- _SOURCE EXCERPT_:
So, in some sense of “because,” and in some sense of “Oxford,” I think I can say that I believe in the analytic/synthetic distinction because I studied at Oxford. And that is disturbing

Yasser Khan
1 year ago

Everything is contingent. So what? Not least the existence of the solar system and humans emerging.

Marx could not have been Marx in a period prior to capitalism emerging. And he knew it.

Nietzsche would not have been so incensed by Christianity, or impressed by the Hellenes if we were Japanese.

Camus’ anxieties only came about because of the Nazis and the Algerian independence struggle.

The closest philosophical treatment of the above is of course moral luck: the belated realisation by silly analytical philosophers that a world exists in which others don’t share their privileges.

Andrew Sepielli
Reply to  Yasser Khan
1 year ago

In response to your question: “So what?”:

Insofar as I understand your examples, they seem to be importantly different from, e.g., the Gerry Cohen case in Neil Levy’s comment. There is, on the face of it, a good explanation of a certain sort of why Marx was better-positioned to write true or at least enlightening things about capitalism than he would have been had he lived before the advent of capitalism. By contrast, there does not seem to be a good explanation of the same sort of why having attended Oxford would put you in a better position to believe the truth about the analytic/synthetic distinction than having attended Harvard would. Hence Cohen’s worry. (It would be strange for Marx to have said: “Gosh, I worry that I’m just making up this whole ‘alienation from one’s labour’ thing; after all, Thales (or whoever) was pretty smart, and he never even mentioned it!”)

- _MATERIAL SHOWN_:
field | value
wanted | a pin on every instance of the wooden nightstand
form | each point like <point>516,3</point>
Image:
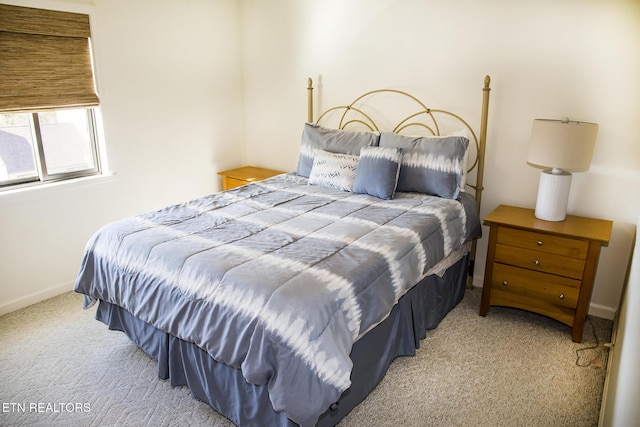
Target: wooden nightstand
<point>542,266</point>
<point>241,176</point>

---

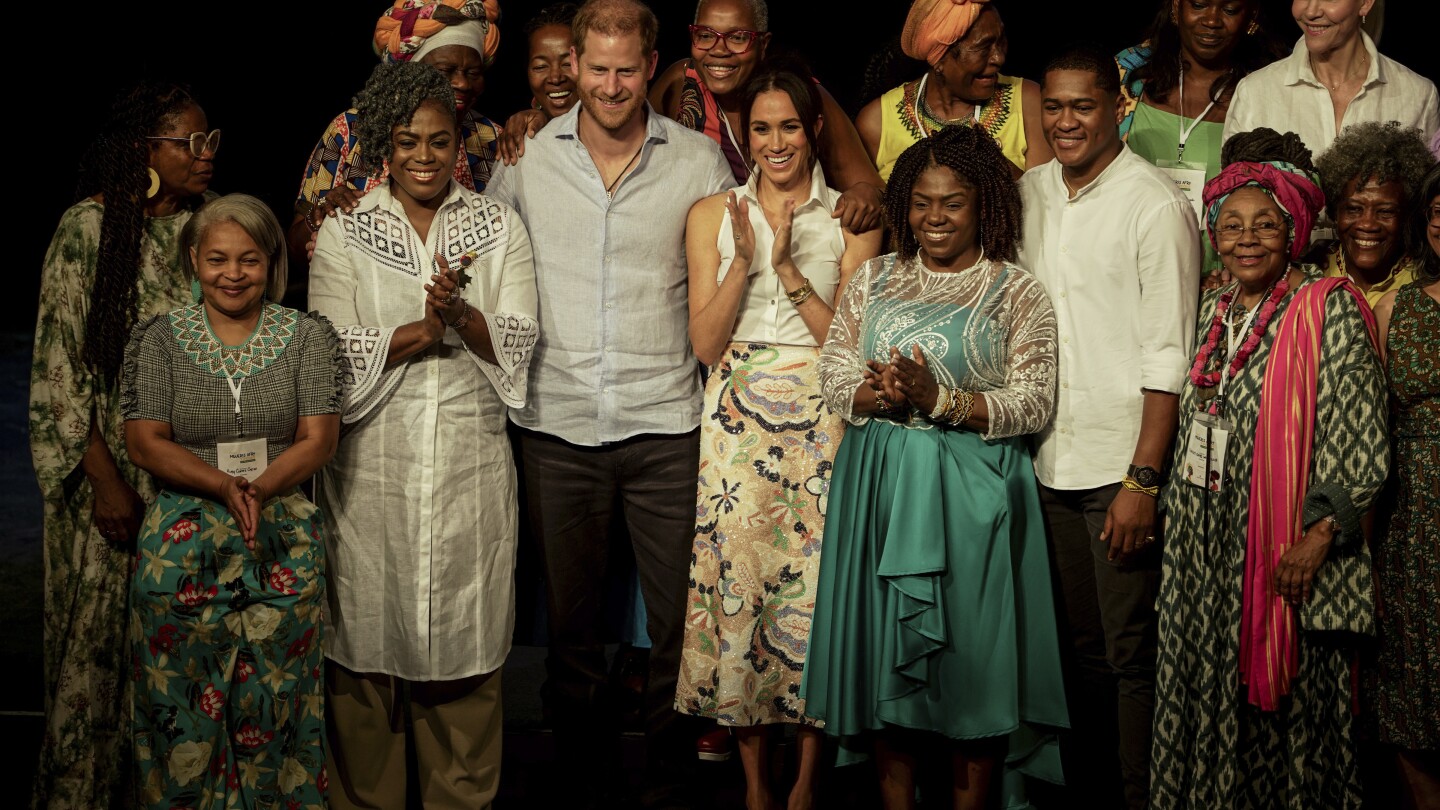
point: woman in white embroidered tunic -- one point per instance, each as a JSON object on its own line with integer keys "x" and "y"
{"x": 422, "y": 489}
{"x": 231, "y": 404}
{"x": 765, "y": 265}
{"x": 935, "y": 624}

...

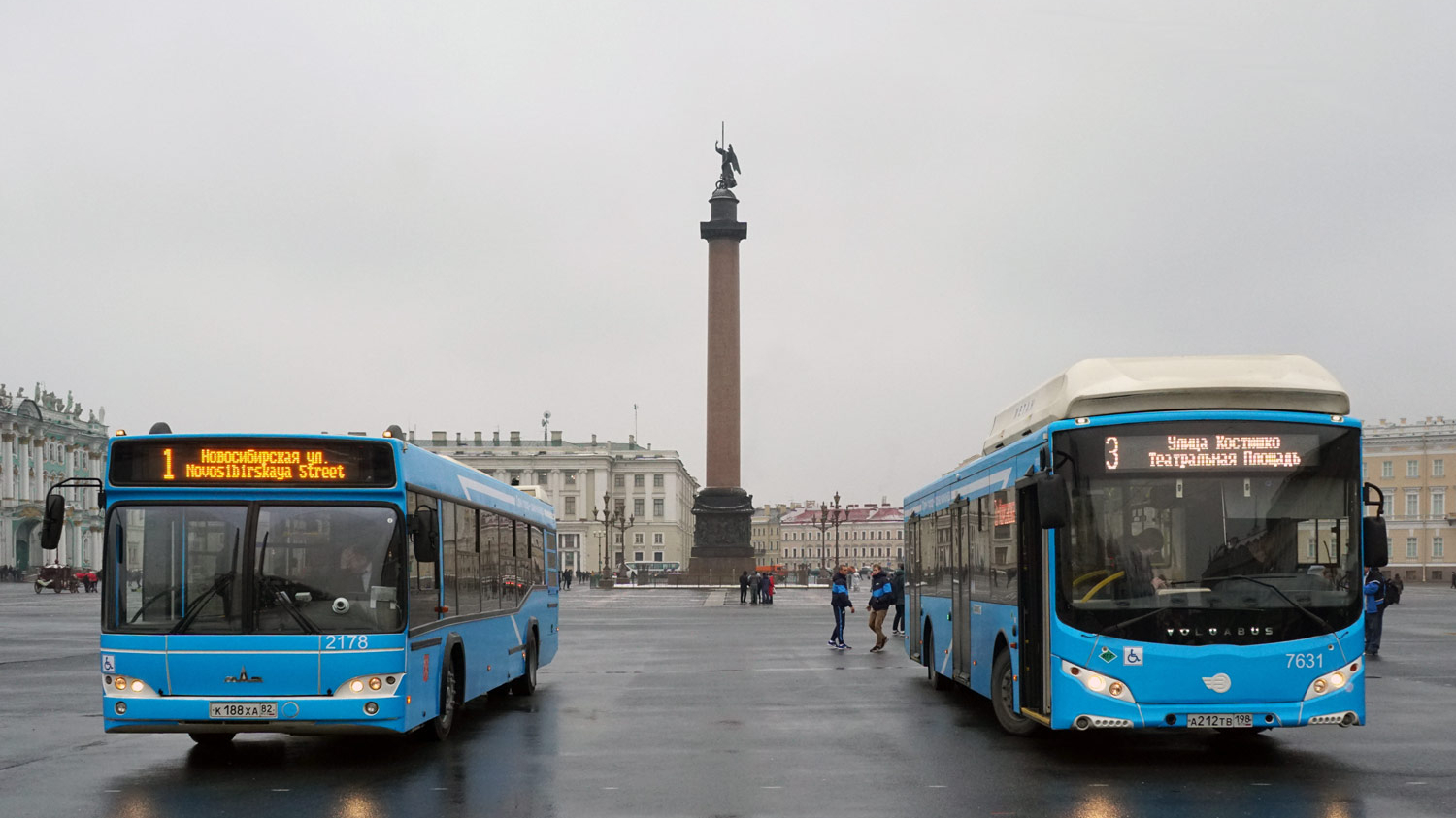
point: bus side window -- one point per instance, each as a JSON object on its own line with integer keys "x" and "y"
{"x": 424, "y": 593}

- _REQUIRED TASK 1_: Repeat the passage in the contingency discussion starting at "So, in some" and ending at "Algerian independence struggle.".
- _REQUIRED TASK 2_: Go on with the comment thread about contingency and belief from the point where it stops.

- _RESPONSE 1_:
So, in some sense of “because,” and in some sense of “Oxford,” I think I can say that I believe in the analytic/synthetic distinction because I studied at Oxford. And that is disturbing

Yasser Khan
1 year ago

Everything is contingent. So what? Not least the existence of the solar system and humans emerging.

Marx could not have been Marx in a period prior to capitalism emerging. And he knew it.

Nietzsche would not have been so incensed by Christianity, or impressed by the Hellenes if we were Japanese.

Camus’ anxieties only came about because of the Nazis and the Algerian independence struggle.

- _RESPONSE 2_:
It seems to me that the apposite literature here within “analytic” philosophy is the work in epistemology, meta-ethics, and metaphysics on debunking arguments. Should you deign to read some of this work, you might find it instructive.

P.D.
1 year ago

I think of rationality as sufficiently permissive that reasonable people can end up in different places. So the contingency doesn’t really bother me.
However, the same kind of contingency might obtain for my view of rationality. Given a different origin, maybe I would have thought that rationality requires us to end up in the same place. Then maybe the contingency would keep me awake at night.

AntiR
Reply to  P.D.
1 year ago

PD
You have read your van Fraassen with care! You are now ready for the observable parts of the world, Grasshopper.

Robert M Wallace
1 year ago

Could it be that “analytic” and “transcendental” philosophers are all missing something important? In my own case, I think I’ve outgrown both my analytic teachers and my continental teachers. It took a long time, but it happened. We all know that our starting points are likely to create biases. The question is whether we are capable of (ever) getting beyond those biases. Statistics about career paths can’t give a definitive answer to that question.

Trevor Adams
1 year ago

Everyone’s epistemic position is contingent. Besides, many of us do pick the schools we go to and sometimes go to schools where we are the minority of a certain opinion (at least I have seen this in the U.S.). I’m not sure that it’s so cut-and-dry as his language example made it seem.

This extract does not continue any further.